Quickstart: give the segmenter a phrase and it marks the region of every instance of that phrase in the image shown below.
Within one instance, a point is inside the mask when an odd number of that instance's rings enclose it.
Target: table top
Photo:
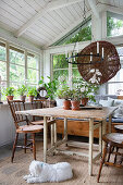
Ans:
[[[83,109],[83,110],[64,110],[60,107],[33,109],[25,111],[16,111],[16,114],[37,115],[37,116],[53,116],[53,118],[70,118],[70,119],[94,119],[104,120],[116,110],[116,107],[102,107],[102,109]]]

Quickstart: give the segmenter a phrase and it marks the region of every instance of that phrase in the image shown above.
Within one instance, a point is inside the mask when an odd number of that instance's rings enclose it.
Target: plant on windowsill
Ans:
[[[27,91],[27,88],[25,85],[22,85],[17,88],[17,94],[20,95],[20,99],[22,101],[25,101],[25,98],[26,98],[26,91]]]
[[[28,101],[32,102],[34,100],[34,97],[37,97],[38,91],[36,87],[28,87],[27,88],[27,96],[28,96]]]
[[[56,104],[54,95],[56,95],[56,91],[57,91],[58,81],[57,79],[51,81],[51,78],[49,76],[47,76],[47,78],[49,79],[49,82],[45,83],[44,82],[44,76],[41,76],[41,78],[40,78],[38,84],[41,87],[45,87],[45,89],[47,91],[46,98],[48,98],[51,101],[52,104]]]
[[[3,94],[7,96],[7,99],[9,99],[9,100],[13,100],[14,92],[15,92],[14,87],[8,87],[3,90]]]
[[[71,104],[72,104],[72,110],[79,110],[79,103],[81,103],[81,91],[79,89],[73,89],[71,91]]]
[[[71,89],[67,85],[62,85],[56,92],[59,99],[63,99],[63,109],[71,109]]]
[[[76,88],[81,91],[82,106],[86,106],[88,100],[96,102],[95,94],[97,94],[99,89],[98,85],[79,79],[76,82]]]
·····
### PROBLEM TO SOLVE
Can you give every line of the items above as a numbered list, with blank lines and the pictures left out?

### EXPECTED ANSWER
1. Quickstart: give the segmenter a phrase and it marks the region of every instance of that phrase in the image shown below.
2. Within one instance, a point is inside the mask when an odd number of that instance's rings enclose it.
3. Target: table top
4. Photo:
5. Ans:
6. [[[83,109],[83,110],[64,110],[60,107],[33,109],[25,111],[16,111],[16,114],[37,115],[37,116],[53,116],[53,118],[70,118],[70,119],[94,119],[104,120],[116,110],[116,107],[102,107],[102,109]]]
7. Quickstart: give the segmenter a phrase and it marks the region of every instance of that phrase in the image shown above.
8. Within one instance, a point is inside the mask when an odd number of that instance's rings enclose it.
9. Target: plant on windowsill
10. Ans:
11. [[[27,91],[27,88],[25,85],[22,85],[17,88],[17,94],[20,95],[20,99],[22,101],[25,101],[25,98],[26,98],[26,91]]]
12. [[[28,101],[32,102],[34,100],[34,97],[37,97],[38,91],[36,87],[28,87],[27,88],[27,96],[28,96]]]
13. [[[56,104],[54,95],[56,95],[56,91],[57,91],[58,81],[57,79],[51,81],[51,78],[49,76],[47,76],[47,78],[49,79],[49,82],[45,83],[44,82],[44,76],[41,76],[41,78],[40,78],[38,84],[41,87],[45,87],[45,89],[47,91],[46,98],[48,98],[51,101],[52,104]]]
14. [[[3,94],[7,96],[7,99],[9,99],[9,100],[13,100],[14,92],[15,92],[14,87],[8,87],[3,90]]]
15. [[[71,104],[72,104],[72,110],[79,110],[79,103],[81,103],[81,91],[79,89],[73,89],[71,91]]]
16. [[[71,89],[67,85],[62,85],[56,92],[59,99],[63,99],[63,109],[71,109]]]
17. [[[76,88],[81,91],[82,106],[86,106],[88,100],[96,102],[95,94],[97,94],[99,89],[98,85],[79,79],[76,82]]]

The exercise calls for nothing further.